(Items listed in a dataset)
───
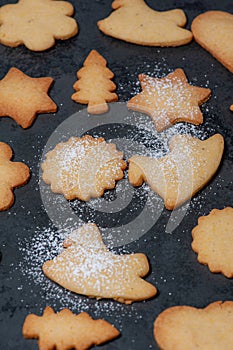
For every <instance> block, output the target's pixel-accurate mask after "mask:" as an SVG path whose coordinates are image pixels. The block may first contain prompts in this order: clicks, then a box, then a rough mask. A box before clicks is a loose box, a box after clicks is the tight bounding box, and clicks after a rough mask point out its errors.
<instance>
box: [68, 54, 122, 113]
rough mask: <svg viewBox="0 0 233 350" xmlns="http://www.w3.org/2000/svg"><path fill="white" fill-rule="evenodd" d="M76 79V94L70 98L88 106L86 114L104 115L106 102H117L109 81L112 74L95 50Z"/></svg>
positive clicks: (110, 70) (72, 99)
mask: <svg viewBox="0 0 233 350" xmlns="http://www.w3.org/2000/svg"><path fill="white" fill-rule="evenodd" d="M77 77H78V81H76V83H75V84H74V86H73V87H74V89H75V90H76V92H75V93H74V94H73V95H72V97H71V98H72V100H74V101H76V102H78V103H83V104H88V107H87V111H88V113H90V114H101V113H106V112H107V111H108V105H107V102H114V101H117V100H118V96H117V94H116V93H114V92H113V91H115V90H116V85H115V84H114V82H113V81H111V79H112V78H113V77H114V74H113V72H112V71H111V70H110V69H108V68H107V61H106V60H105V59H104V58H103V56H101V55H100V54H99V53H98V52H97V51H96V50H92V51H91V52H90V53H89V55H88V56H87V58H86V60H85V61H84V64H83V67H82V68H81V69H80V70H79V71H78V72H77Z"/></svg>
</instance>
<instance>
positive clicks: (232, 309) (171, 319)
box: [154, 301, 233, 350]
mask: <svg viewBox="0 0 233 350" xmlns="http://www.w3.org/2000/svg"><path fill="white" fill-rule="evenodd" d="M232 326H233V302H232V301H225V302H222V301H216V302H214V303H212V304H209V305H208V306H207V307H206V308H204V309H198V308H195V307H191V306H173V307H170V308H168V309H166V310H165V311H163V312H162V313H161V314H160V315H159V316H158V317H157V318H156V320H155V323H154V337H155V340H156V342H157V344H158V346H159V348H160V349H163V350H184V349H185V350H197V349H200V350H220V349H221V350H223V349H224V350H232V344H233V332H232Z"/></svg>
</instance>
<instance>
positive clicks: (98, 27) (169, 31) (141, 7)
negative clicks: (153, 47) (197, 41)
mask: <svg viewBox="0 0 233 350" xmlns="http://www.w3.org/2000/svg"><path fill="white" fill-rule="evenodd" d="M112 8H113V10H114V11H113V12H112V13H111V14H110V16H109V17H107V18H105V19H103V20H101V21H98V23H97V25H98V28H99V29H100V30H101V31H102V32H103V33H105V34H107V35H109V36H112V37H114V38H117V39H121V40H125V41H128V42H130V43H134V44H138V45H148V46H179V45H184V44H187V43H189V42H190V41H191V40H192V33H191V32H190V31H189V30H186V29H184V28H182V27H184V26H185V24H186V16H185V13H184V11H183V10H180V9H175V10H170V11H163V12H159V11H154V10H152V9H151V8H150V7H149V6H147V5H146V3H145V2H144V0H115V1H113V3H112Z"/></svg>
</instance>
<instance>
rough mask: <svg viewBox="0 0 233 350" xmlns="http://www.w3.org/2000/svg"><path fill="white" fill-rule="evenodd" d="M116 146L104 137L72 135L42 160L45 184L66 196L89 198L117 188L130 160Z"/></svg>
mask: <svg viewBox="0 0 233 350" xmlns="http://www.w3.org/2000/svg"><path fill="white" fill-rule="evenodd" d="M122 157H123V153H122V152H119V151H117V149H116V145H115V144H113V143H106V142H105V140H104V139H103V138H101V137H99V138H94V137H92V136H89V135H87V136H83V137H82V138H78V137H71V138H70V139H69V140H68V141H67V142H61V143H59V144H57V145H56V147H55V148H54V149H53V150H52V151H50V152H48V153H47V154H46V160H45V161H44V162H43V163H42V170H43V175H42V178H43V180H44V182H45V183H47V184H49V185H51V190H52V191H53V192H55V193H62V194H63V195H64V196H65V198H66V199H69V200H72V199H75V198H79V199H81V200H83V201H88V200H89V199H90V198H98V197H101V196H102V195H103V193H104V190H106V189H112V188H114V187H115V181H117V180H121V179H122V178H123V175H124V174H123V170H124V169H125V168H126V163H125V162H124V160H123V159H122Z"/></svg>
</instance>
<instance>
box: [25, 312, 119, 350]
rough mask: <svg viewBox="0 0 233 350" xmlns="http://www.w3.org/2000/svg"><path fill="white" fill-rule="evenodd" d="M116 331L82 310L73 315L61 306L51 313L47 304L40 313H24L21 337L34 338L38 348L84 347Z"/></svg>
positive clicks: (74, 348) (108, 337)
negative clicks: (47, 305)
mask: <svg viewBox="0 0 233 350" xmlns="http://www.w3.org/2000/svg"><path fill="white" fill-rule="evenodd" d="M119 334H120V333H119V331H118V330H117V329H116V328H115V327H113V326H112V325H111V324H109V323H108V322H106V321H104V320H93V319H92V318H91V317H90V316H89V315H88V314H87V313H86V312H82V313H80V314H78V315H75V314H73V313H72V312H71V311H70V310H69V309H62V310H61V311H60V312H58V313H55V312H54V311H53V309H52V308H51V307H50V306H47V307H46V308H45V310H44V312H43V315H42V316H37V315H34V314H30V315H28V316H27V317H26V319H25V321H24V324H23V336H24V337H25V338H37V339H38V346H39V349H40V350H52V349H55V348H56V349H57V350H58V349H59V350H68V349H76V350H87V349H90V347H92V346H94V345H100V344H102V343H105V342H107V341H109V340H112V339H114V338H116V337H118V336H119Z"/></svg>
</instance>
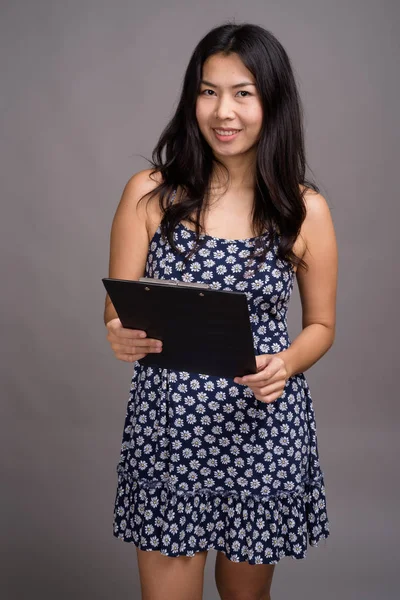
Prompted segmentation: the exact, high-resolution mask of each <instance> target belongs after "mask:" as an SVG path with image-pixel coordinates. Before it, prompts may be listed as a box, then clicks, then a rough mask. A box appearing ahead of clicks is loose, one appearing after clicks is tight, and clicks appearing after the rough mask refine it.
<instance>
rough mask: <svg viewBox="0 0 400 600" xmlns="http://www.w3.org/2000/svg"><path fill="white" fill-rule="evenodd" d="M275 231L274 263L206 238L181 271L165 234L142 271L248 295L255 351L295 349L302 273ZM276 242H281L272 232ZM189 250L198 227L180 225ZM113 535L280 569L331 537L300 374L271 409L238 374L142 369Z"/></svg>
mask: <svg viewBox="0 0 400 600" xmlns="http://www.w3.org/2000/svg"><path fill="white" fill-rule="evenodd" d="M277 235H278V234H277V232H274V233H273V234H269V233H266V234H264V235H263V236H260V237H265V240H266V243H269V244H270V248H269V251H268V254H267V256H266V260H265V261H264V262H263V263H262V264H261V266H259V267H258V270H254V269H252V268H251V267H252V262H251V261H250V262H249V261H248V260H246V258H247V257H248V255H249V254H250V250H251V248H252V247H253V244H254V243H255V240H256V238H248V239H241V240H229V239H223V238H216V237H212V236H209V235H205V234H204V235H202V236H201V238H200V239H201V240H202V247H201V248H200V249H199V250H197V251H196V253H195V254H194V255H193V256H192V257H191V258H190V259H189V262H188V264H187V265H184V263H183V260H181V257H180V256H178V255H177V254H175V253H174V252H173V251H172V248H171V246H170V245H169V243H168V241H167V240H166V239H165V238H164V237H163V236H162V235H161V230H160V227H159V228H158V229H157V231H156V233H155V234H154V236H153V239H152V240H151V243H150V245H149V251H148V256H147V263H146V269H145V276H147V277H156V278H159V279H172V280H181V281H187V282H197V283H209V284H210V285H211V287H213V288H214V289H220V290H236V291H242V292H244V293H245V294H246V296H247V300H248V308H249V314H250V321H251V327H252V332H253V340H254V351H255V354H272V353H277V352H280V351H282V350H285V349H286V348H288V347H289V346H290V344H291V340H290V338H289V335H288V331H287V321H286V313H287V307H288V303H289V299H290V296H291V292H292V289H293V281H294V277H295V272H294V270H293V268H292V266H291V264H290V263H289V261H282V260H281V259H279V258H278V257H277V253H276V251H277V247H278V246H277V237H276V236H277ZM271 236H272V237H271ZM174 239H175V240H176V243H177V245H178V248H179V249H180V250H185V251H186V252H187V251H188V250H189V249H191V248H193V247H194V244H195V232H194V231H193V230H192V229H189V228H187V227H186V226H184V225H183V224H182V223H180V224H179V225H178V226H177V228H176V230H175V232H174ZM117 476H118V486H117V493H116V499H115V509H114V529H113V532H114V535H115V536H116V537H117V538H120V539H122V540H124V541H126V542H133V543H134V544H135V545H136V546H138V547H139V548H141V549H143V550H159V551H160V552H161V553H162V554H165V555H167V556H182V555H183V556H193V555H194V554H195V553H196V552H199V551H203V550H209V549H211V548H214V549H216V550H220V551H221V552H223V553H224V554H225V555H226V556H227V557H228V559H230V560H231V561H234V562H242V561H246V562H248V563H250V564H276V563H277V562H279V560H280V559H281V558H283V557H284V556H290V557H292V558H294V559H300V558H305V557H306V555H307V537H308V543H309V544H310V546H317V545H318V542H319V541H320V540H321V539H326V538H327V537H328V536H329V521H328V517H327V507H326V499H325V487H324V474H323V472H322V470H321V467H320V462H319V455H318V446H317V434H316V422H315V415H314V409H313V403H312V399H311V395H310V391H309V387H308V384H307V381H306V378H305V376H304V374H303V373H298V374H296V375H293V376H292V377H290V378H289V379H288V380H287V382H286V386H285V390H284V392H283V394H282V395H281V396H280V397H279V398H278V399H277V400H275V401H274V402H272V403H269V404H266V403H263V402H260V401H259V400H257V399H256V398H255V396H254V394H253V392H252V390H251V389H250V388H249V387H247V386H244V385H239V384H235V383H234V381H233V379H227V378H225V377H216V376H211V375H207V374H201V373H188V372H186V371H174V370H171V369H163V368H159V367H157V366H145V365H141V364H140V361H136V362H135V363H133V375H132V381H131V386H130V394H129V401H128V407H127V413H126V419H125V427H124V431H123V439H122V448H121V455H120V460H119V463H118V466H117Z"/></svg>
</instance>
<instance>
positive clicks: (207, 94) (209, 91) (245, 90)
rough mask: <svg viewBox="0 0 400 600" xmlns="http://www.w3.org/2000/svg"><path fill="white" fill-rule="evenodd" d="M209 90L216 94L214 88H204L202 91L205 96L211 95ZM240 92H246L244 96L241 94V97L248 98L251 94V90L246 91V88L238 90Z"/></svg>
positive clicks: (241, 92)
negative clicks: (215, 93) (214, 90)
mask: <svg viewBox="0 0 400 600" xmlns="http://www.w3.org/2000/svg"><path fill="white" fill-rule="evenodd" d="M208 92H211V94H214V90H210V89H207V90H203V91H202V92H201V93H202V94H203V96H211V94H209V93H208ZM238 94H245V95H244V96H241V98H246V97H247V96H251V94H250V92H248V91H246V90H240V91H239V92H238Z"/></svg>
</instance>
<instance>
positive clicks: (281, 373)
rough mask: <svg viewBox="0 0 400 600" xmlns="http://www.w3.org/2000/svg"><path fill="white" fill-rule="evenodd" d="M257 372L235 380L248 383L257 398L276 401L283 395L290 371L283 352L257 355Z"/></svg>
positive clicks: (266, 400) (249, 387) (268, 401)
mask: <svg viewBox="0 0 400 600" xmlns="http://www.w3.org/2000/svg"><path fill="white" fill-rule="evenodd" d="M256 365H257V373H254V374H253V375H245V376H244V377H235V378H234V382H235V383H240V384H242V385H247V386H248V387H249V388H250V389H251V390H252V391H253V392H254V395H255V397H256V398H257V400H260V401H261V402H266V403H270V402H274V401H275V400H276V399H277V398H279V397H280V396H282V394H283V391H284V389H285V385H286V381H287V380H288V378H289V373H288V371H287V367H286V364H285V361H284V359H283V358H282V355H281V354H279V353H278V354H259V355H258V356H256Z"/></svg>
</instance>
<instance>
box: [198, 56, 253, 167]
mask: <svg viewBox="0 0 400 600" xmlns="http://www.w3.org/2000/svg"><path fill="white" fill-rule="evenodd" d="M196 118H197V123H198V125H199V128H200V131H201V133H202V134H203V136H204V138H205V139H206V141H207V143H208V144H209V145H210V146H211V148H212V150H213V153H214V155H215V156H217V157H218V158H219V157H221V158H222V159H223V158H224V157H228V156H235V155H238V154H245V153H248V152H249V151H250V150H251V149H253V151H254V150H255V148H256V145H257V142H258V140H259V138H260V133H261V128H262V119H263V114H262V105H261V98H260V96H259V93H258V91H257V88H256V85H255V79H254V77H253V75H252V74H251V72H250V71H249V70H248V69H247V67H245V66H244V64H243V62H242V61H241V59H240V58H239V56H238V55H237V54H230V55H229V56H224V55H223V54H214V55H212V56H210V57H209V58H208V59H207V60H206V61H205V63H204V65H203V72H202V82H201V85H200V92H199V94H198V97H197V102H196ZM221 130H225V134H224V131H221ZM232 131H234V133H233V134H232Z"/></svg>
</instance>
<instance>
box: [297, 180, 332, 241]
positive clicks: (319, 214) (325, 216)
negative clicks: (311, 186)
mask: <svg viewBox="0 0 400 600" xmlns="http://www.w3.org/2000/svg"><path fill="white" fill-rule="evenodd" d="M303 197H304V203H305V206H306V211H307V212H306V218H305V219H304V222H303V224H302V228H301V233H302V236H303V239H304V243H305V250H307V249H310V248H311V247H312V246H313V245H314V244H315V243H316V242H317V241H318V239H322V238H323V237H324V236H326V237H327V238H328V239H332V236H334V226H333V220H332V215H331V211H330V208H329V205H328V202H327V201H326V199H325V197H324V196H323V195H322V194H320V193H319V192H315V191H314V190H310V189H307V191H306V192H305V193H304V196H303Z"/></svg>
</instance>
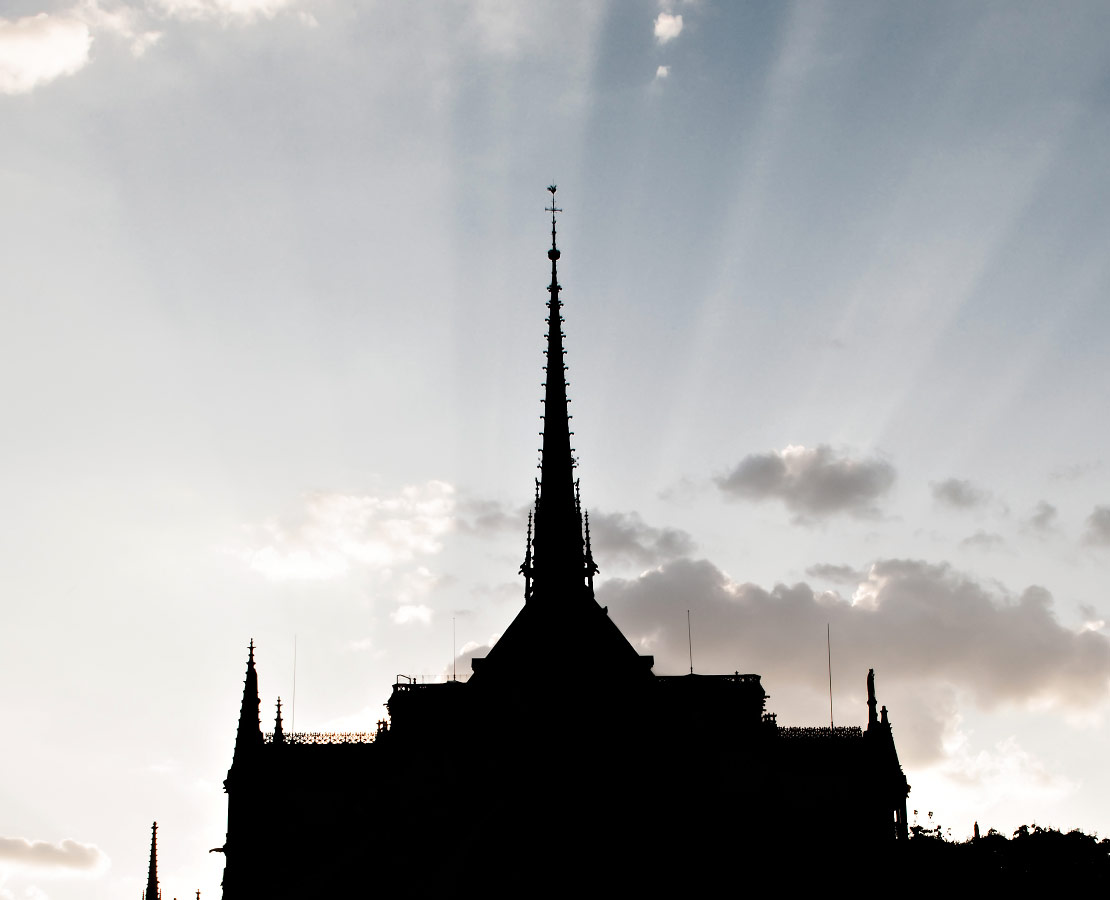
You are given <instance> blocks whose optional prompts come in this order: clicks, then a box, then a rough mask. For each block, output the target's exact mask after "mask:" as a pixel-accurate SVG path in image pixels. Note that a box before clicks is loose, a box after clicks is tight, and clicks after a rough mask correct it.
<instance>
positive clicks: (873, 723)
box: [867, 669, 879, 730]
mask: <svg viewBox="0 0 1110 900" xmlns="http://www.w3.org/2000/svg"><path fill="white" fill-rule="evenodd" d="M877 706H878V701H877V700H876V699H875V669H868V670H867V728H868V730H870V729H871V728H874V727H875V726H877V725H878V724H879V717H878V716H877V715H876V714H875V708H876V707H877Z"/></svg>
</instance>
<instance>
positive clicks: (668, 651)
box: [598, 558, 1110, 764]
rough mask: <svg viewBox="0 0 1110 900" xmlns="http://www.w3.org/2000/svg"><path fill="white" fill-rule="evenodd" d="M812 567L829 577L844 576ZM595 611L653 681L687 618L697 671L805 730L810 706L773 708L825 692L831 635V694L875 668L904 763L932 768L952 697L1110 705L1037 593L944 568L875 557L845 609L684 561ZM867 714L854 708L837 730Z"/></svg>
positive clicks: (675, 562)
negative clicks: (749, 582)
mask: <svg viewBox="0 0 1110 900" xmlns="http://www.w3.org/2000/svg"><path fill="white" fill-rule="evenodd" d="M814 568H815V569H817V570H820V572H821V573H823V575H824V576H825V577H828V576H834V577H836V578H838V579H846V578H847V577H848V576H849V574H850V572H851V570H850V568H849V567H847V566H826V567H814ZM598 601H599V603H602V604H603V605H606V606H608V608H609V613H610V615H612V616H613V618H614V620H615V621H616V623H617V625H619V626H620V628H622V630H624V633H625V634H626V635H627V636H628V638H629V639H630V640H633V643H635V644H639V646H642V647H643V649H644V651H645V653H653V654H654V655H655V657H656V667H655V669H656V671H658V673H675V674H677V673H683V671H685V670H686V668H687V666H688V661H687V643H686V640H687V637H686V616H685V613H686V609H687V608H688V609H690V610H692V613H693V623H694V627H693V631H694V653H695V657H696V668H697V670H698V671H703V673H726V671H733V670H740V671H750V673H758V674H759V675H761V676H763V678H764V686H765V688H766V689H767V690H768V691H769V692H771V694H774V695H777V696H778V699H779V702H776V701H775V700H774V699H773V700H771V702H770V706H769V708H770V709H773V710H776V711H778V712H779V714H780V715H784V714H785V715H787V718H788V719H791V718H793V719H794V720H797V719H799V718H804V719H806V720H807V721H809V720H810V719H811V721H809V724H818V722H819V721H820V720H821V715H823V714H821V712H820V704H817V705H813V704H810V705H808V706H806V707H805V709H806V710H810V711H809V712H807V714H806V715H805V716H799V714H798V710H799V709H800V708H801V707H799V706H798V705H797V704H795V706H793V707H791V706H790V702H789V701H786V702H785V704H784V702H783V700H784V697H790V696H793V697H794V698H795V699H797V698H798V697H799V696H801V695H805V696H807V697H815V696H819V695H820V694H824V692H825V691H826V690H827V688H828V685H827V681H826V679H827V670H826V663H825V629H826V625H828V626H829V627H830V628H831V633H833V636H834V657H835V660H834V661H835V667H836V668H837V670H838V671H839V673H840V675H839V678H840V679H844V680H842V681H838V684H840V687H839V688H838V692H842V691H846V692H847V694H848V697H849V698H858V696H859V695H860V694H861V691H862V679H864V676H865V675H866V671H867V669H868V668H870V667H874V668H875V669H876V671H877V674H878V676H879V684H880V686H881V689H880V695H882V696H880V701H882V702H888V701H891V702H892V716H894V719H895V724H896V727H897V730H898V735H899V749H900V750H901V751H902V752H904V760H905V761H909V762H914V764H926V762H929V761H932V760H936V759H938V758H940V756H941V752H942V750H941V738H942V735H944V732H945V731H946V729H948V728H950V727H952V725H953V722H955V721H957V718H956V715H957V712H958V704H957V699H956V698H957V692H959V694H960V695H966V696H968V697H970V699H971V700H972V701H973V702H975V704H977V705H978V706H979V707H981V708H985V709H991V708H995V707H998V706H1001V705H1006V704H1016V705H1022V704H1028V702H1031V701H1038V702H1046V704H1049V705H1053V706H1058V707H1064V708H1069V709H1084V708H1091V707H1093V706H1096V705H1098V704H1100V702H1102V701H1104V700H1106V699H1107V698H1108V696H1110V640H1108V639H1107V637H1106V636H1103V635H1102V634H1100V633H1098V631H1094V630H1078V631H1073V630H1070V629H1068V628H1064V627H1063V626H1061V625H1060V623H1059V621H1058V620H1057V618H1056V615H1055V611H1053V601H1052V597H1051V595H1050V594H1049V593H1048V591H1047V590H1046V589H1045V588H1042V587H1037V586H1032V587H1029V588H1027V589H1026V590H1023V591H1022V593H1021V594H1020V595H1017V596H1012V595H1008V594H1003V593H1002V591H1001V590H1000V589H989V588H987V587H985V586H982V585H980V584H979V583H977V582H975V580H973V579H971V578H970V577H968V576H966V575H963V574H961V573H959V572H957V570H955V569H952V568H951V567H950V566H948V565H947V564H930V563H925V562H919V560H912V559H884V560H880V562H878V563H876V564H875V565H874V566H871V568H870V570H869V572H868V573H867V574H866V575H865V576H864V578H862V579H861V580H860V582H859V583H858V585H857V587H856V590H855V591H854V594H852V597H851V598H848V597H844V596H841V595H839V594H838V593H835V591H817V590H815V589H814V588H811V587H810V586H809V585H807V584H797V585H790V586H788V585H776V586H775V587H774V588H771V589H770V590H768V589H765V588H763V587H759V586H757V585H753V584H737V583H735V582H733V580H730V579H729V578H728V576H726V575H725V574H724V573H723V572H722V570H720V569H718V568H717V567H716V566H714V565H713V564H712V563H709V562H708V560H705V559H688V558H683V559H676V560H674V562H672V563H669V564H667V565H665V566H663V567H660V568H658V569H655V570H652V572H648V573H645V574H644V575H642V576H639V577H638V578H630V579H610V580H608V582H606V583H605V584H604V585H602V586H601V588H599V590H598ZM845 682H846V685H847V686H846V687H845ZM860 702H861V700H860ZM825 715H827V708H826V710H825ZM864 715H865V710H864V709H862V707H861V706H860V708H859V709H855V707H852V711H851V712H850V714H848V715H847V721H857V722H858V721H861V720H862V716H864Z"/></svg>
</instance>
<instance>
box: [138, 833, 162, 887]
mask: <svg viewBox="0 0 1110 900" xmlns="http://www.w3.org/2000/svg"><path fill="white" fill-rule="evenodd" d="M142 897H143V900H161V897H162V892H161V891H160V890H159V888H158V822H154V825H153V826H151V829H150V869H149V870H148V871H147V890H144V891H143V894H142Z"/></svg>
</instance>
───
Taking the records as a whole, report how many of their lines include the word "this". Nothing but the number is wanted.

* **SOLUTION TO THE PROBLEM**
2